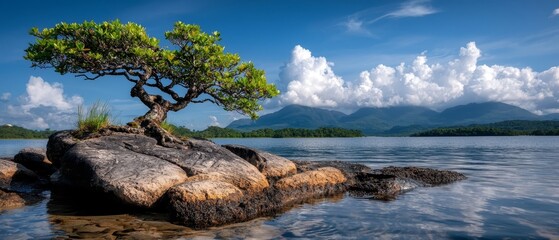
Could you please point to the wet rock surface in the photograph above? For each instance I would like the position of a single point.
(36, 160)
(386, 183)
(19, 186)
(201, 184)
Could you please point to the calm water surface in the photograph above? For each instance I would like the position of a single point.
(512, 191)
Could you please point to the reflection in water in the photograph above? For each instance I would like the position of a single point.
(511, 192)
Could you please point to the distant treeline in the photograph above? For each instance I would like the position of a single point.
(16, 132)
(217, 132)
(506, 128)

### [Direction]
Rewrite the lines above with every "photograph" changed to "image" and everything else left as it is. Omit the pictures.

### [Worked answer]
Could you please point to the wet rock surface in the image above? For each instance I would like the position of a single point.
(36, 160)
(386, 183)
(19, 186)
(201, 184)
Could you please point to the calm water surface in the image above? For each instance I would like the position of a single point.
(512, 191)
Could you please point to the reflection in water in the image above? For each instance I would like the position of a single point.
(511, 192)
Could you please point to the distant treeline in the image above? For each instance I would like the position of a single point.
(16, 132)
(217, 132)
(506, 128)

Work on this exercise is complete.